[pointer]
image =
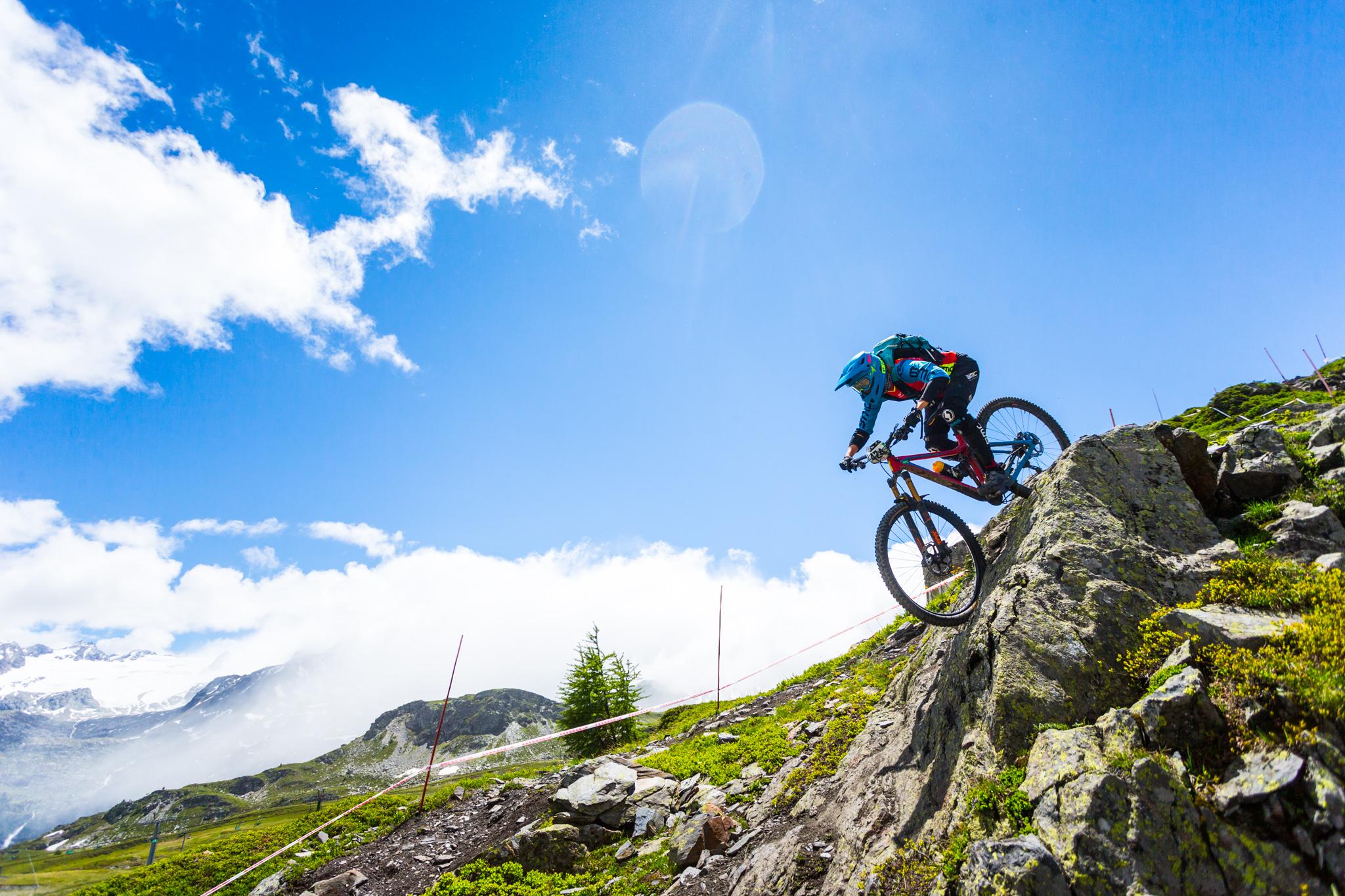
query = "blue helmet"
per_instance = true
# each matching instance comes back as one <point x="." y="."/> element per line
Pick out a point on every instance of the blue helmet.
<point x="864" y="372"/>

● ● ● ● ●

*Requirement:* Each entry above should be restated word for word, though no picture may appear in the copy.

*Output for this exercise:*
[pointer]
image =
query = "blue helmet"
per_instance = true
# each matching instance comes back as one <point x="." y="."/> element per line
Pick out a point on every instance of the blue helmet.
<point x="864" y="372"/>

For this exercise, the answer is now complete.